» **What the task asks**
For the word "road", count the lines of the data that include it and give only the total.

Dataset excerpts
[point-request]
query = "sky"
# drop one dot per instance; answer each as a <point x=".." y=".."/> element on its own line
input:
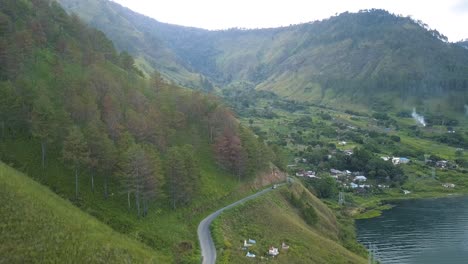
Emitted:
<point x="449" y="17"/>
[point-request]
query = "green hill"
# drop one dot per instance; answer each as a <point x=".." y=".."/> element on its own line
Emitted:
<point x="147" y="158"/>
<point x="39" y="226"/>
<point x="291" y="215"/>
<point x="353" y="57"/>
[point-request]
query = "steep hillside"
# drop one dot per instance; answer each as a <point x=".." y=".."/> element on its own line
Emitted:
<point x="39" y="226"/>
<point x="291" y="215"/>
<point x="124" y="28"/>
<point x="355" y="57"/>
<point x="145" y="157"/>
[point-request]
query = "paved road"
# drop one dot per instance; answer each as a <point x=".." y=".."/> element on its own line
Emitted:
<point x="204" y="234"/>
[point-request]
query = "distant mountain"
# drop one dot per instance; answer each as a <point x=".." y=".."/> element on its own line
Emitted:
<point x="464" y="43"/>
<point x="353" y="56"/>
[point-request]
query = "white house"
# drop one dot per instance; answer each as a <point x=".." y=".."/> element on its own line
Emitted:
<point x="449" y="185"/>
<point x="250" y="255"/>
<point x="273" y="251"/>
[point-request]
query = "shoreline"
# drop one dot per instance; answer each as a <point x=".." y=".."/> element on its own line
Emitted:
<point x="379" y="204"/>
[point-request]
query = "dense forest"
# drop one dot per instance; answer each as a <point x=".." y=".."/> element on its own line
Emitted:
<point x="63" y="86"/>
<point x="353" y="57"/>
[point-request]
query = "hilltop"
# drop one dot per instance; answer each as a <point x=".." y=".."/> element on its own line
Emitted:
<point x="146" y="158"/>
<point x="38" y="225"/>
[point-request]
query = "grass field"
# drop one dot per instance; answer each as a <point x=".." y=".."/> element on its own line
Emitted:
<point x="37" y="226"/>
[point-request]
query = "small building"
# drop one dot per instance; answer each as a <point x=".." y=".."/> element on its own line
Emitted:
<point x="385" y="158"/>
<point x="442" y="164"/>
<point x="250" y="255"/>
<point x="449" y="185"/>
<point x="247" y="244"/>
<point x="402" y="160"/>
<point x="360" y="178"/>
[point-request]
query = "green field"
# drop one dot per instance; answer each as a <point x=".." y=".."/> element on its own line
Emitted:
<point x="271" y="220"/>
<point x="36" y="225"/>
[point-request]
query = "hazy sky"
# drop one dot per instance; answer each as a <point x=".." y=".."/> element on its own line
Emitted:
<point x="450" y="17"/>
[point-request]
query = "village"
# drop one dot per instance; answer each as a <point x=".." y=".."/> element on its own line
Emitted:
<point x="271" y="252"/>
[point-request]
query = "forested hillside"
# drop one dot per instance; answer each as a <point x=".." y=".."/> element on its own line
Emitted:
<point x="353" y="57"/>
<point x="79" y="117"/>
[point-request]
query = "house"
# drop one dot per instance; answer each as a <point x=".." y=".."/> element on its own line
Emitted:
<point x="397" y="160"/>
<point x="404" y="160"/>
<point x="310" y="174"/>
<point x="449" y="185"/>
<point x="273" y="251"/>
<point x="360" y="178"/>
<point x="385" y="158"/>
<point x="442" y="164"/>
<point x="250" y="255"/>
<point x="335" y="172"/>
<point x="247" y="244"/>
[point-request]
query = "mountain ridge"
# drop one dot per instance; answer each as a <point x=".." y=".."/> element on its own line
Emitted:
<point x="352" y="56"/>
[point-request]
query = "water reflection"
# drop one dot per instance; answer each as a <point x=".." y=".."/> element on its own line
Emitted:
<point x="432" y="231"/>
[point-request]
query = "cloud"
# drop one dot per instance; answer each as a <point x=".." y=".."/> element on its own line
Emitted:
<point x="461" y="7"/>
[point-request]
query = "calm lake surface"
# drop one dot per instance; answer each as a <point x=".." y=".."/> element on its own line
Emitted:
<point x="429" y="231"/>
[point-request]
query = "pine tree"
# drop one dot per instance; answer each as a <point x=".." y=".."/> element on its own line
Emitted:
<point x="43" y="122"/>
<point x="75" y="152"/>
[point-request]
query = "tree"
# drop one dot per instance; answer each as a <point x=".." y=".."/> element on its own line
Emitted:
<point x="75" y="152"/>
<point x="142" y="175"/>
<point x="182" y="174"/>
<point x="9" y="107"/>
<point x="102" y="153"/>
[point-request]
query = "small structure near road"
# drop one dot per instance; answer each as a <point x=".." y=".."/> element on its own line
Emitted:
<point x="360" y="178"/>
<point x="250" y="255"/>
<point x="449" y="185"/>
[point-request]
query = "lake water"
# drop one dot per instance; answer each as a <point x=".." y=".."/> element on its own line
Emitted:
<point x="429" y="231"/>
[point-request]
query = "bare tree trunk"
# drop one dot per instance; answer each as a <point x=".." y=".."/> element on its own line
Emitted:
<point x="92" y="180"/>
<point x="105" y="187"/>
<point x="128" y="198"/>
<point x="2" y="124"/>
<point x="211" y="134"/>
<point x="137" y="201"/>
<point x="43" y="149"/>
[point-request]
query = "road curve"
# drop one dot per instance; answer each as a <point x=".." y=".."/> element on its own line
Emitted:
<point x="204" y="235"/>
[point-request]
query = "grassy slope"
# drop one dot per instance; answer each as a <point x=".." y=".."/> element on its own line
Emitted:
<point x="270" y="220"/>
<point x="165" y="230"/>
<point x="38" y="226"/>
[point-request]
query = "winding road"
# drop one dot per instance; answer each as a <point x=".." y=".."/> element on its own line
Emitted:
<point x="204" y="235"/>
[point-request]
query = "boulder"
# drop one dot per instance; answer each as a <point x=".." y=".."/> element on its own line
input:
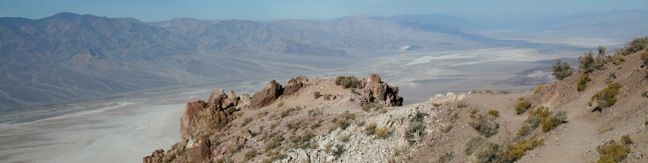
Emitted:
<point x="269" y="94"/>
<point x="294" y="85"/>
<point x="375" y="90"/>
<point x="217" y="97"/>
<point x="155" y="157"/>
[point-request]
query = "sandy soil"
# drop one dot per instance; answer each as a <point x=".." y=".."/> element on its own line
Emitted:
<point x="117" y="134"/>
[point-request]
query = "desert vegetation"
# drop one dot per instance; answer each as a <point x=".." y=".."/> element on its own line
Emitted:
<point x="612" y="152"/>
<point x="541" y="117"/>
<point x="522" y="105"/>
<point x="562" y="70"/>
<point x="484" y="124"/>
<point x="583" y="79"/>
<point x="348" y="82"/>
<point x="606" y="97"/>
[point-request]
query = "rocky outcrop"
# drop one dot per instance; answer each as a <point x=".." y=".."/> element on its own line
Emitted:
<point x="294" y="85"/>
<point x="377" y="91"/>
<point x="269" y="94"/>
<point x="211" y="131"/>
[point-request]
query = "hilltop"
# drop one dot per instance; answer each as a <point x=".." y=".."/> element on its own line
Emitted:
<point x="595" y="113"/>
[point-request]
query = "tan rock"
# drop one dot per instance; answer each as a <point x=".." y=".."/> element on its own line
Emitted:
<point x="269" y="94"/>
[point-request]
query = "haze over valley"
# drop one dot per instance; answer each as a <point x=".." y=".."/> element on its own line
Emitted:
<point x="84" y="87"/>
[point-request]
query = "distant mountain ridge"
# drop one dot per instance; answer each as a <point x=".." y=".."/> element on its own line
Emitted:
<point x="69" y="56"/>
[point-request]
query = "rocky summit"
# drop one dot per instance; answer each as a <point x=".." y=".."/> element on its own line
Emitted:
<point x="594" y="114"/>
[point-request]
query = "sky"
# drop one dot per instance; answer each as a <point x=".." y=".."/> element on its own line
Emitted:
<point x="157" y="10"/>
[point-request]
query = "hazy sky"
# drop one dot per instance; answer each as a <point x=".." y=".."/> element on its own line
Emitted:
<point x="154" y="10"/>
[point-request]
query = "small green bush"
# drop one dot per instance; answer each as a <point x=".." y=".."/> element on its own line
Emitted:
<point x="586" y="62"/>
<point x="562" y="70"/>
<point x="612" y="152"/>
<point x="515" y="151"/>
<point x="583" y="79"/>
<point x="370" y="129"/>
<point x="522" y="106"/>
<point x="544" y="118"/>
<point x="626" y="139"/>
<point x="484" y="124"/>
<point x="635" y="45"/>
<point x="494" y="113"/>
<point x="302" y="140"/>
<point x="606" y="97"/>
<point x="348" y="82"/>
<point x="644" y="57"/>
<point x="344" y="120"/>
<point x="481" y="150"/>
<point x="317" y="94"/>
<point x="382" y="132"/>
<point x="250" y="154"/>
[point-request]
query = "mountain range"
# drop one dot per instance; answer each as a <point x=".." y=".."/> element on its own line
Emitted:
<point x="70" y="56"/>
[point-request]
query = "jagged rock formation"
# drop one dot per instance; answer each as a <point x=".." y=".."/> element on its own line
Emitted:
<point x="206" y="127"/>
<point x="316" y="120"/>
<point x="375" y="90"/>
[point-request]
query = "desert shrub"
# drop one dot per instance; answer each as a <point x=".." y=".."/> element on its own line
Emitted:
<point x="289" y="111"/>
<point x="445" y="157"/>
<point x="522" y="106"/>
<point x="606" y="97"/>
<point x="274" y="143"/>
<point x="599" y="60"/>
<point x="344" y="120"/>
<point x="544" y="118"/>
<point x="494" y="113"/>
<point x="328" y="97"/>
<point x="370" y="129"/>
<point x="562" y="70"/>
<point x="294" y="126"/>
<point x="481" y="150"/>
<point x="583" y="79"/>
<point x="616" y="59"/>
<point x="246" y="121"/>
<point x="626" y="139"/>
<point x="348" y="82"/>
<point x="382" y="110"/>
<point x="344" y="137"/>
<point x="382" y="132"/>
<point x="515" y="151"/>
<point x="338" y="151"/>
<point x="317" y="94"/>
<point x="644" y="57"/>
<point x="302" y="140"/>
<point x="586" y="62"/>
<point x="612" y="152"/>
<point x="635" y="45"/>
<point x="250" y="154"/>
<point x="484" y="124"/>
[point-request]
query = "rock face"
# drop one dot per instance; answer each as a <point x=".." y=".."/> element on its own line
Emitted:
<point x="377" y="91"/>
<point x="294" y="85"/>
<point x="269" y="94"/>
<point x="211" y="131"/>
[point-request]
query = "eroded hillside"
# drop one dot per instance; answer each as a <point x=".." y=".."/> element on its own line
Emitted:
<point x="597" y="113"/>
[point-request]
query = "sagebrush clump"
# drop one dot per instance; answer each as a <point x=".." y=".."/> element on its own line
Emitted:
<point x="634" y="46"/>
<point x="612" y="152"/>
<point x="582" y="82"/>
<point x="348" y="82"/>
<point x="484" y="123"/>
<point x="515" y="151"/>
<point x="541" y="117"/>
<point x="562" y="70"/>
<point x="481" y="150"/>
<point x="522" y="105"/>
<point x="606" y="97"/>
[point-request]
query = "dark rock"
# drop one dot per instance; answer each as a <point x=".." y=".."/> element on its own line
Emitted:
<point x="269" y="94"/>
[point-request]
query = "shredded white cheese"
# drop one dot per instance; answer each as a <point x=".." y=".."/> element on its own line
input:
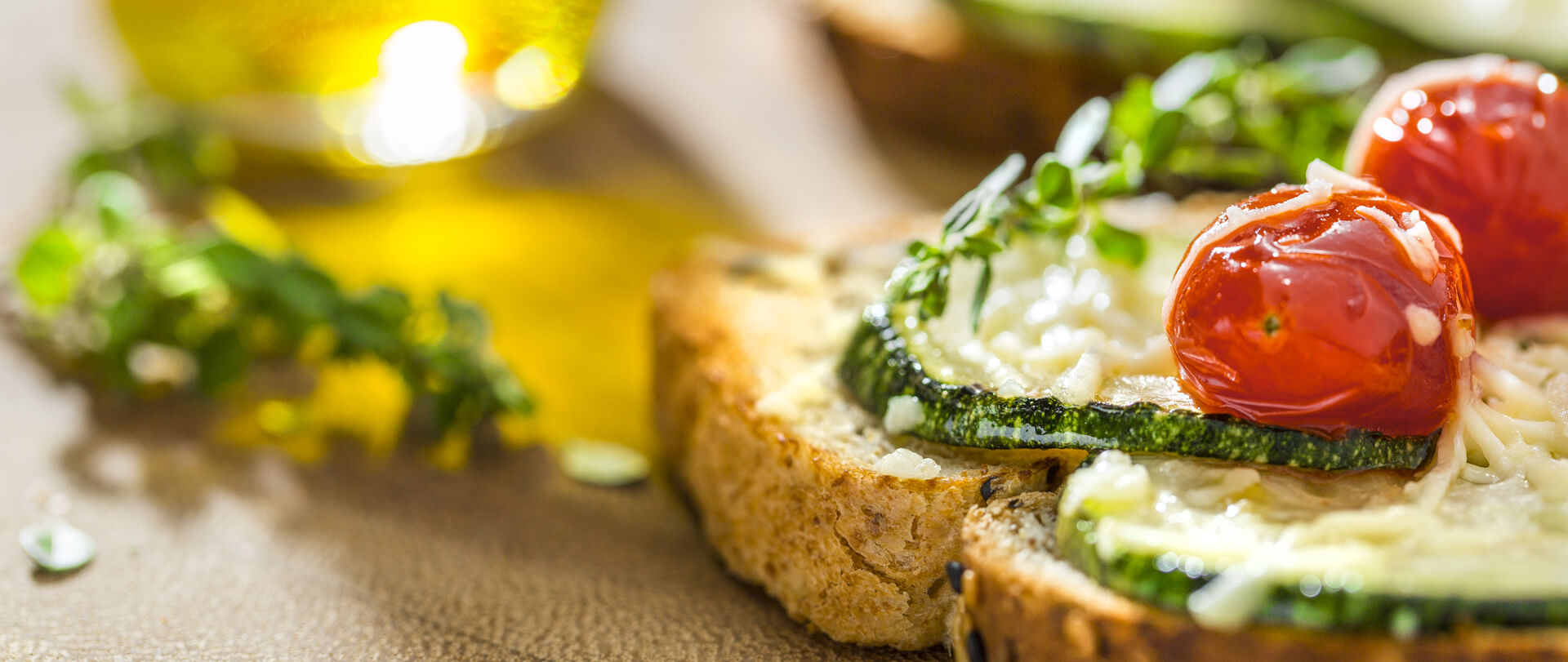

» **Reply to the exercise**
4